Ropraz
Jacques Chessex, une nouvelle vie hors du temps
« Devrai-je être mort, mère, pour te retrouver tout entière ? »
Il parlait à cette femme qui lui donna la vie. Le poète
orphelin, éperdu d’amour, dévoré de remords. L’homme d’un
certain âge à la recherche d’une présence de l’autre côté du
miroir dépose les mots de la solitude en offrande à ce Dieu
présent et inaccessible. Poème aux lèvres comme une fleur
blessée, dissident indocile, le seigneur de la littérature
romande s’envole vers la cime des cyprès, là où les étoiles
dessinent la lumière éternelle.
L’écrivain vaudois brise le carcan qui cloisonne les belles
plumes dans un style respectable. Il dénude les femmes, écartèle
les corps, ses mains frôlent seins et sexes. Le romancier expose
les âmes aux vents de la conscience. Les teintes lugubres dans
un crépuscule inoubliable rejoignent l’errante dame au bout du
long voyage.
+++
▸ Consigne donnée A
D'après le texte sur Jacques Chessex, à qui le poète adresse-t-il la question citée en ouverture ?
▸ Consigne donnée B
Quels noms, précédés de l'article « le » ou « l' », le texte sur Jacques Chessex emploie-t-il pour désigner l'écrivain ? Donnez chaque nom seul, sans ses compléments.
▸ Consigne donnée C
Prolongez le texte sur Jacques Chessex à partir de sa dernière phrase.
Les enregistrements forment un matériau distinct du texte sur Jacques Chessex.
+++
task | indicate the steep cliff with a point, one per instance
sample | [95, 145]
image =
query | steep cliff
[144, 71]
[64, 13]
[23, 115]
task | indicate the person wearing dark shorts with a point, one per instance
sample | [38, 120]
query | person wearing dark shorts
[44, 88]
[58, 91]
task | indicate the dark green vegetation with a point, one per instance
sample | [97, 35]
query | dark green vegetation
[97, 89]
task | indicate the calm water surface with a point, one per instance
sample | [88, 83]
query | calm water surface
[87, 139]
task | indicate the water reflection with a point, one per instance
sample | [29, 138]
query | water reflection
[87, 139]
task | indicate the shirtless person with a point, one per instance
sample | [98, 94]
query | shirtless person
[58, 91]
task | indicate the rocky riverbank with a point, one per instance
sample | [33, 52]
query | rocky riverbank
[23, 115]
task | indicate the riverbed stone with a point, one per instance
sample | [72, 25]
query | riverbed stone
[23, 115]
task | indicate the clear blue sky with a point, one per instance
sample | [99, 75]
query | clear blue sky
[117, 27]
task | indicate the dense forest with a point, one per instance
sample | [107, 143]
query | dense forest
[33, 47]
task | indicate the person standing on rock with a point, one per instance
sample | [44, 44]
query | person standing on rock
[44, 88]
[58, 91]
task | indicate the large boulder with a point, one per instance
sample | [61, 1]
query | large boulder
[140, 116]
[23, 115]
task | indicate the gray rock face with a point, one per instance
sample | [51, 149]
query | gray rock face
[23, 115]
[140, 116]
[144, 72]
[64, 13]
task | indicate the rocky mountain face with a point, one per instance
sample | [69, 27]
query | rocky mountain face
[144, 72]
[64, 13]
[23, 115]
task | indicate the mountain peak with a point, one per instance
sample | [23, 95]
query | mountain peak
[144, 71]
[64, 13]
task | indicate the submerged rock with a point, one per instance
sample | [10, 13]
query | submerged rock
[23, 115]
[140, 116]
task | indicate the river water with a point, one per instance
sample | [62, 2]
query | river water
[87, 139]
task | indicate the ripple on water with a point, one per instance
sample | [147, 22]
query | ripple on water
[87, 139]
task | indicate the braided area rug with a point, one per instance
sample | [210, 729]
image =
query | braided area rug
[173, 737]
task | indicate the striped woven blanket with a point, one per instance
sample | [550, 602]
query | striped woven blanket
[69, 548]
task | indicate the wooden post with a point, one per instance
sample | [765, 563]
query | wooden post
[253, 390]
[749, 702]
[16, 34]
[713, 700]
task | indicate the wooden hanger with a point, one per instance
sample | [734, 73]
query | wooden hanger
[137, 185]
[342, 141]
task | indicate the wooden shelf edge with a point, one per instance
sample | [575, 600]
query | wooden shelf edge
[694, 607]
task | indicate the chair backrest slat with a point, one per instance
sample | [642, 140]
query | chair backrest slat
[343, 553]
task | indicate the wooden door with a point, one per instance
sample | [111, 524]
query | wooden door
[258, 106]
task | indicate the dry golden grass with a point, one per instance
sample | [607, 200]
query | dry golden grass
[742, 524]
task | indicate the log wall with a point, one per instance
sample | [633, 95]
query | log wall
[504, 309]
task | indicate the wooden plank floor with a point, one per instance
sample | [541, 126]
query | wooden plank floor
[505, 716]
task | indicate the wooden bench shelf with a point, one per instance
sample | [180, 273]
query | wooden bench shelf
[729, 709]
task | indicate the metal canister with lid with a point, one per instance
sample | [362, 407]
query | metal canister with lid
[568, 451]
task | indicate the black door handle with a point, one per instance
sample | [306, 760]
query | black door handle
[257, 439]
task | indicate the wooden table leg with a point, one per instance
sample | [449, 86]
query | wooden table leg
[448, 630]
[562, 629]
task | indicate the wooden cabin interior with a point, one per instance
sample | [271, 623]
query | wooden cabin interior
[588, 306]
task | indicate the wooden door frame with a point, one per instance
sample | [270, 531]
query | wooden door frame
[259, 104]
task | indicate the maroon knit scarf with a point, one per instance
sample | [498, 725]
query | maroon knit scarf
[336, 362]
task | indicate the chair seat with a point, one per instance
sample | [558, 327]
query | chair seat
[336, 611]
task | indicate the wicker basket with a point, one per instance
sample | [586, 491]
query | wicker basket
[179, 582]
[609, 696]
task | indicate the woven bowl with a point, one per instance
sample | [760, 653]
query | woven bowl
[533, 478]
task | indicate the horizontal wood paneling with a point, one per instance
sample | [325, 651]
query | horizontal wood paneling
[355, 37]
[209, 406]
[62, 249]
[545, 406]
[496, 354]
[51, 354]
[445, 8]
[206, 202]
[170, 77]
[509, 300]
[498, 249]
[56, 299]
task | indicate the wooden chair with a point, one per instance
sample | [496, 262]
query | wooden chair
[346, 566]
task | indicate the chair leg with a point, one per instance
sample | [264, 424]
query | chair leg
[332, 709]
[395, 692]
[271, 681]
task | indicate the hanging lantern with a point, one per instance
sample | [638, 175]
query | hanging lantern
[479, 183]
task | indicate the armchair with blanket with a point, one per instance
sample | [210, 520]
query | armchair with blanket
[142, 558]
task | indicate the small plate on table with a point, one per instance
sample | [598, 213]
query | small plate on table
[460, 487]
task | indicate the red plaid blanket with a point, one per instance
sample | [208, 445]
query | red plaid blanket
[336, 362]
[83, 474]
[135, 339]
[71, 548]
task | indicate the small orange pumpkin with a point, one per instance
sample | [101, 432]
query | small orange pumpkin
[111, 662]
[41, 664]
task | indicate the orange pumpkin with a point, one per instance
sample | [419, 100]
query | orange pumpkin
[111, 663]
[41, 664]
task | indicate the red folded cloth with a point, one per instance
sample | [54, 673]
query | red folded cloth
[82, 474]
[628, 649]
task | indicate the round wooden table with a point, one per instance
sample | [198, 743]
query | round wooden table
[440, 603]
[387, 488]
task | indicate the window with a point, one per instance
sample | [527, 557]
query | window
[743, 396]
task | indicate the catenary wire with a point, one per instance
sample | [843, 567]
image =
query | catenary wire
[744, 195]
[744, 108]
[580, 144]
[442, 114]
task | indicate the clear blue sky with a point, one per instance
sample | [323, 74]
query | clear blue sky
+++
▸ Réponse rédigée A
À sa mère, la femme qui lui donna la vie.

▸ Réponse rédigée B
poète, homme, seigneur, écrivain, romancier

▸ Réponse rédigée C
La mort, bien sûr, nous guette tous en tout instant. Cette
boulimique menace de jour comme de nuit. Jacques Chessex est
parti avec panache entre ses livres et ses lecteurs. Le génie de
Ropraz s’est éteint subitement, vendredi 9 octobre à Yverdon,
lors d’une soirée littéraire. Il avait 75 ans. De
l’interpellation d’un quidam sur l’affaire Roman Polanski on ne
retiendra rien si ce n’est la médiocrité et la lâcheté. Les
hommages sur le Prix Goncourt de 1973 pleuvent et le romancier,
le maître, l’ami, continue d’habiter les esprits et les
discussions dans le pays vaudois.
A Soleure, ses peintures présentent leurs visages énigmatiques.
Rendez-vous entre des saints et des martyrs dont seul l’artiste
connaissait la vraie nature. Dans une sublime parade de rouge et
noir, les personnages de ses toiles posent dans un étonnement
muet sous un angle impressionnant. Une sorte de mystique
imprègne ses tableaux.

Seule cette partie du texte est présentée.